[Start of Attachment]

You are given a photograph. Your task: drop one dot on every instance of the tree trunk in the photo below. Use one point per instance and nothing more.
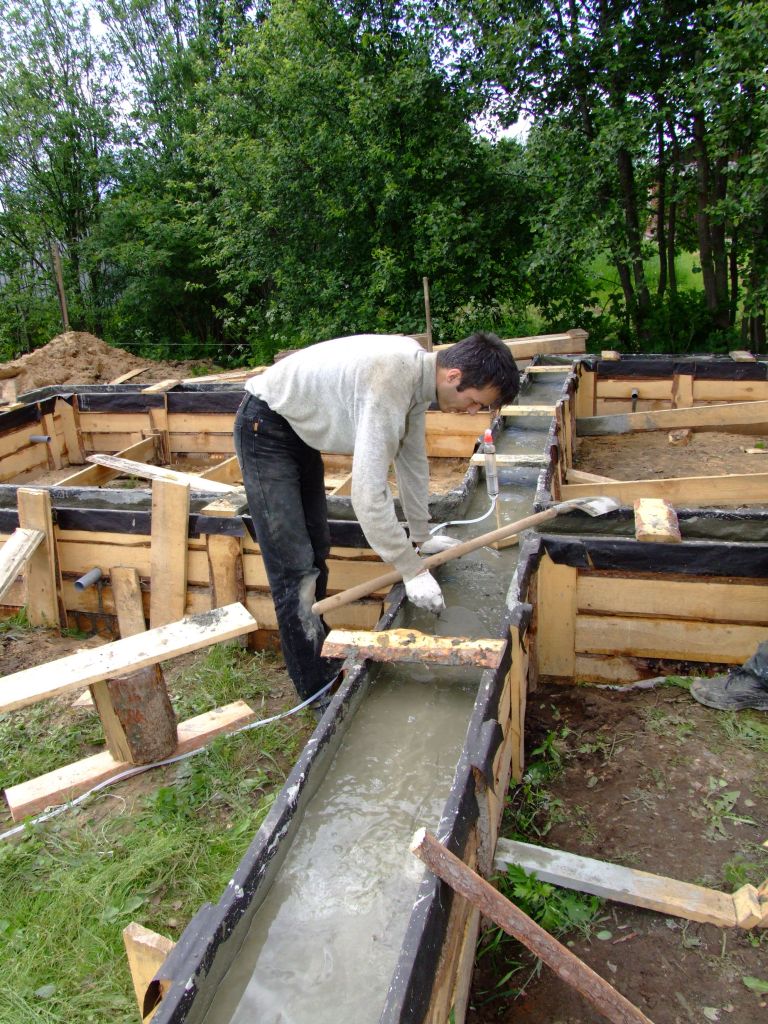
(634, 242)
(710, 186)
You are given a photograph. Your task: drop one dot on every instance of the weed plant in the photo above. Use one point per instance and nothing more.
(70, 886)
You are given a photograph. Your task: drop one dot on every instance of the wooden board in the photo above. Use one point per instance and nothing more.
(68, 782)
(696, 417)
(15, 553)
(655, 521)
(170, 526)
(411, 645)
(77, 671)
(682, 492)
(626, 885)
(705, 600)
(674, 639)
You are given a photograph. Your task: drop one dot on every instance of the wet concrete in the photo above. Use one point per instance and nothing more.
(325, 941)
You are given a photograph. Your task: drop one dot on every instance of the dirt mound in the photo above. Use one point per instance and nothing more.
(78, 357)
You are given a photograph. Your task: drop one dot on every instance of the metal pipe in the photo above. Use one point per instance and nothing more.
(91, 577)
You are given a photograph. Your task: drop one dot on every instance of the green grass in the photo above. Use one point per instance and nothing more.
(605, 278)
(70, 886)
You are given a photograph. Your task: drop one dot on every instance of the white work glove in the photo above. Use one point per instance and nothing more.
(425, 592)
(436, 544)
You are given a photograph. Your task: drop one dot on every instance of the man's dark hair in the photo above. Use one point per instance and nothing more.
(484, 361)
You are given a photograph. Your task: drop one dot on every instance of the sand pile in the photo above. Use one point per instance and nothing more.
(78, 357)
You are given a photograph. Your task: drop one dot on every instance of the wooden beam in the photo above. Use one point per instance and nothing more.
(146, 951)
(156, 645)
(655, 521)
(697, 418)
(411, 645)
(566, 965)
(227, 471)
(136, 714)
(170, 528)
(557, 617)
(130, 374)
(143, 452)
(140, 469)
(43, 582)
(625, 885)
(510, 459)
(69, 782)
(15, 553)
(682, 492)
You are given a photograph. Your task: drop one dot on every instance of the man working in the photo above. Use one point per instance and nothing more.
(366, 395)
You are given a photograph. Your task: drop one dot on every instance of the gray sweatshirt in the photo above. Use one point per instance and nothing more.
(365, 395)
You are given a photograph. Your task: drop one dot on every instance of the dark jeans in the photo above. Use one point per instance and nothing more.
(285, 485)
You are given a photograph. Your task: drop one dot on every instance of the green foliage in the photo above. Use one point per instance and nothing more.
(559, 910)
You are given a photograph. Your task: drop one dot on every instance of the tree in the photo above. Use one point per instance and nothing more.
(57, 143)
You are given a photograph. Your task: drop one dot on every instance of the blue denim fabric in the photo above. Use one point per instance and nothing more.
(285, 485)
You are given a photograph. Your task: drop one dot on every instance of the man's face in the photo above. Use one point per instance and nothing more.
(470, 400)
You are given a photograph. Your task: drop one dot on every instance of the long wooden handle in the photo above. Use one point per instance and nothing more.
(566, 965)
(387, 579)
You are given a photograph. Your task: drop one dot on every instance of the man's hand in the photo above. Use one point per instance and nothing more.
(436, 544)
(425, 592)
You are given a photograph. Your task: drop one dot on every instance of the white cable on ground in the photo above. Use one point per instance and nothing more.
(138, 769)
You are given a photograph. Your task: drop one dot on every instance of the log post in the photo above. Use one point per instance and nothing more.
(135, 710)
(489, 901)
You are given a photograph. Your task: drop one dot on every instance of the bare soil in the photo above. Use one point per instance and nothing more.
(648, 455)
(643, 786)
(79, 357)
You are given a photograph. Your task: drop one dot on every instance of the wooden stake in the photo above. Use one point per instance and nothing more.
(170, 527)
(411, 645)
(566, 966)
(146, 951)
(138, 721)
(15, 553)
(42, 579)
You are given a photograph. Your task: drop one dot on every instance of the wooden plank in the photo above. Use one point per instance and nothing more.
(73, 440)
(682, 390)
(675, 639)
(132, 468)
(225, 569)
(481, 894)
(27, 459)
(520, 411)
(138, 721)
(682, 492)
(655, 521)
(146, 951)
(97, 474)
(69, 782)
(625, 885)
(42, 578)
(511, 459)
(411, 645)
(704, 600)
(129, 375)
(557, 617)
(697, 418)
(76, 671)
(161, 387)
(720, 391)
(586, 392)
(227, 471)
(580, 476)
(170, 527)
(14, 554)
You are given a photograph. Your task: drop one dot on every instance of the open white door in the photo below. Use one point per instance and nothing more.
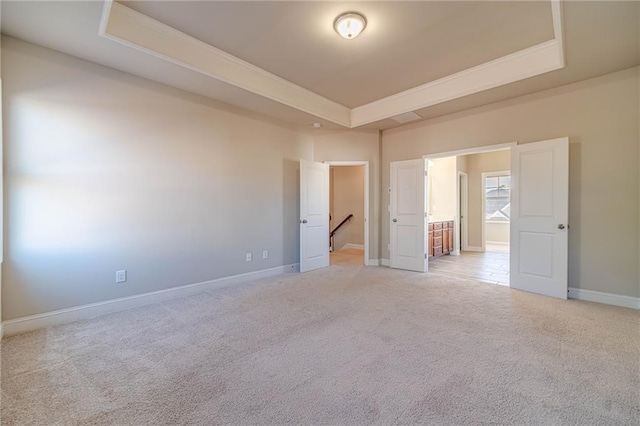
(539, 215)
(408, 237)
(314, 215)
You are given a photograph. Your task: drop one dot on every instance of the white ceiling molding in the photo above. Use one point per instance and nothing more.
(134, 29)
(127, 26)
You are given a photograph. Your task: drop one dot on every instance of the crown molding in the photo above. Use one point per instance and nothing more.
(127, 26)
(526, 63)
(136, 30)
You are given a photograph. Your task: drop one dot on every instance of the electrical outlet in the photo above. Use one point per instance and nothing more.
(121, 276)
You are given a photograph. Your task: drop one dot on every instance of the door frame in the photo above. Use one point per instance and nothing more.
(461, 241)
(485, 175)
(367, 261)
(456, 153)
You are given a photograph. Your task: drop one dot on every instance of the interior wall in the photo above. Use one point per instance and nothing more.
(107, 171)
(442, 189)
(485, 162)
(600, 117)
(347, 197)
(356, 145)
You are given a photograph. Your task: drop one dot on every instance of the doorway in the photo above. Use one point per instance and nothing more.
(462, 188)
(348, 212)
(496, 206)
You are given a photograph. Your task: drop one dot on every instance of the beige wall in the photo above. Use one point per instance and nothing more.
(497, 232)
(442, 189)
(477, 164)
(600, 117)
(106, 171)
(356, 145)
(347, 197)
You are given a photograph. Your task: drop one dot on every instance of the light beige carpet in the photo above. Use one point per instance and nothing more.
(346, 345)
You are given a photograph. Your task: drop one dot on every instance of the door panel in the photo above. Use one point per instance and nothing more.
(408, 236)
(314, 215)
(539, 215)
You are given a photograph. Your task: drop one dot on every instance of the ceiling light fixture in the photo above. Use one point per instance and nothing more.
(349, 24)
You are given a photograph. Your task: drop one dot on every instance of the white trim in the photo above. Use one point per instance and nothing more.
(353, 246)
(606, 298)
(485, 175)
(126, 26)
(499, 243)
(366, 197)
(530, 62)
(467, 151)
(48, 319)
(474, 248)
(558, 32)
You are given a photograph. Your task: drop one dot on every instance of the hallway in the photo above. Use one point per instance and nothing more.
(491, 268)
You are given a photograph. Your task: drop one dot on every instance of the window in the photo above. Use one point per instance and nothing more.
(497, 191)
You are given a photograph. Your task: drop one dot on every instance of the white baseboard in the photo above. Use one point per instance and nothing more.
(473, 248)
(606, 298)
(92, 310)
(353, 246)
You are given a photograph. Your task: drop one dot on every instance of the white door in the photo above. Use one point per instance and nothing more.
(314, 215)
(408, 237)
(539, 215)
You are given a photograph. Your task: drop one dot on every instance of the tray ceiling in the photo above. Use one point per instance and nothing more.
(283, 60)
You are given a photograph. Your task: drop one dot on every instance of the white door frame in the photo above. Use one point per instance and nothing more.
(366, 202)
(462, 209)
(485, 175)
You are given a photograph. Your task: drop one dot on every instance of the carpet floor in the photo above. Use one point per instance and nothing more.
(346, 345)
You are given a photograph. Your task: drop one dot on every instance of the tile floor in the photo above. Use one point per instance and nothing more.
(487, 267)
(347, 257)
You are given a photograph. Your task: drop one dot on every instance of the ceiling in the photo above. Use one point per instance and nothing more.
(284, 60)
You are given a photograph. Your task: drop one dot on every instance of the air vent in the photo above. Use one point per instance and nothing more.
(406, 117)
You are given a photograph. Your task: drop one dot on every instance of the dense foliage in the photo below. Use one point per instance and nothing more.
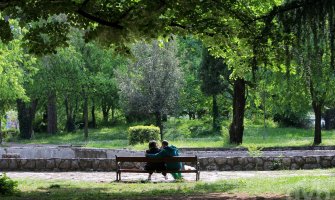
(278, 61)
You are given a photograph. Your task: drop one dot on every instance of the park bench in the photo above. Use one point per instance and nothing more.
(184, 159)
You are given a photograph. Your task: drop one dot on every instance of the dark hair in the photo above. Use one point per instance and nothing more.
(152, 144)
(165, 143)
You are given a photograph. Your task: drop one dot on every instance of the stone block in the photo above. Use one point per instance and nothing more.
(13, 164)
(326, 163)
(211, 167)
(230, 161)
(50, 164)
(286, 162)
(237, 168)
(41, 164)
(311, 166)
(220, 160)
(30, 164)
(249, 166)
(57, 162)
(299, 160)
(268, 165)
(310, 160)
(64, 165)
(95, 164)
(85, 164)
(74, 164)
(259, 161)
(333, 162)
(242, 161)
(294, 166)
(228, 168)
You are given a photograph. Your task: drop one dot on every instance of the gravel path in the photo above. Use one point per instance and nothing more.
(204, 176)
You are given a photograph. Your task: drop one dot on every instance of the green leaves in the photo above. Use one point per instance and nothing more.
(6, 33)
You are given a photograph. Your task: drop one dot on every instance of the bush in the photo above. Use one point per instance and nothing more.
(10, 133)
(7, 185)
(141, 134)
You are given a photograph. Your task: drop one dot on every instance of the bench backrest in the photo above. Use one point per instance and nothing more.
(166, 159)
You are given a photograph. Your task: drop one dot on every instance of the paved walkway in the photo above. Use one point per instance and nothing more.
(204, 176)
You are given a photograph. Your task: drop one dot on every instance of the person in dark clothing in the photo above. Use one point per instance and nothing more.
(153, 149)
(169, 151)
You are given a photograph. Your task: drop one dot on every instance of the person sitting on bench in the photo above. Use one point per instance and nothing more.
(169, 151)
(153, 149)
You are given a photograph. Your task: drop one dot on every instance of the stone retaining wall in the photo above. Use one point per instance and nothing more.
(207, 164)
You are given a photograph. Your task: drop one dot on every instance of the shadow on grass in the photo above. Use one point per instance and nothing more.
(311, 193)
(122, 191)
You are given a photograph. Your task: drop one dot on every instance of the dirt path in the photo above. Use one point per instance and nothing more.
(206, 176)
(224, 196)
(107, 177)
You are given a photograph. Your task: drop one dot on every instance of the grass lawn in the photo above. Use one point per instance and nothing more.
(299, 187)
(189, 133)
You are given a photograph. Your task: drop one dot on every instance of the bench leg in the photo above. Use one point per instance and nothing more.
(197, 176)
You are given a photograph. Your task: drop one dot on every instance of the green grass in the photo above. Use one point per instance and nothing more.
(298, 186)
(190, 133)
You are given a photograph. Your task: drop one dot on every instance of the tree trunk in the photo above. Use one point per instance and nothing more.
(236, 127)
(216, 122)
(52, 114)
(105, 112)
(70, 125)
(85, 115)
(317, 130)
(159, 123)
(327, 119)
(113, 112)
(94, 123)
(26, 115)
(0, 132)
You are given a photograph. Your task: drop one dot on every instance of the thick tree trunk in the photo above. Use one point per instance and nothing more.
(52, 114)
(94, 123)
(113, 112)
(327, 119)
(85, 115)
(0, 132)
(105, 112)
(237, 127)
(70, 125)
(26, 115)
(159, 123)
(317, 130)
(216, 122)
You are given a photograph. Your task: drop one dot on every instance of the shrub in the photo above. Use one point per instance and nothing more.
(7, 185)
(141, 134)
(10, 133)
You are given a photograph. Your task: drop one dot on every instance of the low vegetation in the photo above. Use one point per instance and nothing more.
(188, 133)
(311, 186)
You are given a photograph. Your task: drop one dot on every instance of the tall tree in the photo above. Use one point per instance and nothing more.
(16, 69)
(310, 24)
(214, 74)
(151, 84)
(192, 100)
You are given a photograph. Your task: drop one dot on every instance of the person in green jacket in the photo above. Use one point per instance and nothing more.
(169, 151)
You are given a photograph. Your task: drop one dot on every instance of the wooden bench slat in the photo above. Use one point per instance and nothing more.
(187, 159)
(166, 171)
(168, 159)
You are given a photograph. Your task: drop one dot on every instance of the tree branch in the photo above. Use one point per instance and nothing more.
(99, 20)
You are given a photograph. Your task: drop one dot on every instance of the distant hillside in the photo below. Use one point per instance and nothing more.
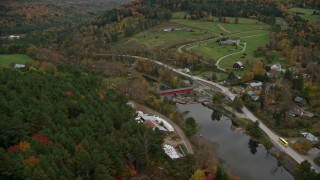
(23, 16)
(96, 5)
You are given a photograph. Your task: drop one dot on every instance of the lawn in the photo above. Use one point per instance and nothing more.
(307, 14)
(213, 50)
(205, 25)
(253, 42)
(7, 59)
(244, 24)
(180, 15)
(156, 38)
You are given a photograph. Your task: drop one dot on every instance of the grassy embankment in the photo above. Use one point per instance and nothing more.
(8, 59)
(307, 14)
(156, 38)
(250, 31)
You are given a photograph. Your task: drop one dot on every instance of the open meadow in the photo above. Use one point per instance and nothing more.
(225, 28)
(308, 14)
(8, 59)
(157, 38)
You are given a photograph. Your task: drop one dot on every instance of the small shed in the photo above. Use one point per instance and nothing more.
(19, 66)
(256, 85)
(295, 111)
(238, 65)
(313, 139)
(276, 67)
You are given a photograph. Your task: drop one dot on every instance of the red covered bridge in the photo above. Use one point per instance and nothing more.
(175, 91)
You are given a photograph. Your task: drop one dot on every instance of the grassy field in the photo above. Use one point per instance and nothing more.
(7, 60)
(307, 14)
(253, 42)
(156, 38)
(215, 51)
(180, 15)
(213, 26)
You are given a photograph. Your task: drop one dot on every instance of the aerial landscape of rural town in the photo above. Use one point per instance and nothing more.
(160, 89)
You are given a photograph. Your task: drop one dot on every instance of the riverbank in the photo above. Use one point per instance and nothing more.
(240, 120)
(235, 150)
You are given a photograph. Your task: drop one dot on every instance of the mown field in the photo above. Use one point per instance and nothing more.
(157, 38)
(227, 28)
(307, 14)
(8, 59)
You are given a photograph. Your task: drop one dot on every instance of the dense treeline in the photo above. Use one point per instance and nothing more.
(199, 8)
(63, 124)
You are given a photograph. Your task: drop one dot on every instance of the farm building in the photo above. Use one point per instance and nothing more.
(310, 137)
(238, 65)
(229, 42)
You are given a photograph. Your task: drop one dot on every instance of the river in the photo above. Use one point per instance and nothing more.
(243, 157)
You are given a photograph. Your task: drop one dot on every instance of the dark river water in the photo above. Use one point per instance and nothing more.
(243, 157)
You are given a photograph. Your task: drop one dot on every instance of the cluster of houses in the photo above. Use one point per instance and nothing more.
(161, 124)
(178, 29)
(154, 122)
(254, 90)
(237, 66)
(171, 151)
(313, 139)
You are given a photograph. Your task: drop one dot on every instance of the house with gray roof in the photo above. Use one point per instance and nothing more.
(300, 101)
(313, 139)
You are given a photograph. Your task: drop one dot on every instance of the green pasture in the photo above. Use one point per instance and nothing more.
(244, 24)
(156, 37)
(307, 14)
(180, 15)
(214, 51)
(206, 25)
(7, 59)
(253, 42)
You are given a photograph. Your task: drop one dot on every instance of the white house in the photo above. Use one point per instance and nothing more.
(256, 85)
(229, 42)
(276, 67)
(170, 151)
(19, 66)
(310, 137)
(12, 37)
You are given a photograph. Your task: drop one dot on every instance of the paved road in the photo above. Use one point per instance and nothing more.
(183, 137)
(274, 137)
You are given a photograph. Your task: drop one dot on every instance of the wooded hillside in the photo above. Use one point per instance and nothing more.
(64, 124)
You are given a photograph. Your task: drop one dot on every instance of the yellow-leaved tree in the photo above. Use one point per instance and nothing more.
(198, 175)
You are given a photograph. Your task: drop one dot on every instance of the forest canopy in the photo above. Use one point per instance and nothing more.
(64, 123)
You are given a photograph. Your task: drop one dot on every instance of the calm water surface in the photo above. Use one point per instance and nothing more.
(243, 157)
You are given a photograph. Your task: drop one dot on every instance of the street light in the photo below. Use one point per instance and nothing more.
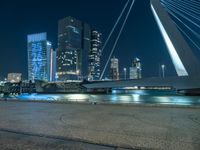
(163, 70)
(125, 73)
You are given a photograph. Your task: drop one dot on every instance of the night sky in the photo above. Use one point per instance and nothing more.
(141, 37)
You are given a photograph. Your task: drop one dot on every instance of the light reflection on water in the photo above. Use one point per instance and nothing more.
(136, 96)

[End of Attachment]

• What you need to do
Beginning with the line that contains "the light reflection", retype every remaining line of the listing exactly, ending with the last one.

• Response to the exercise
You are given a photograph. Your task: drop one dot on every instance of the light reflection on water in the photo above. Use one point per instance and nothing more.
(136, 96)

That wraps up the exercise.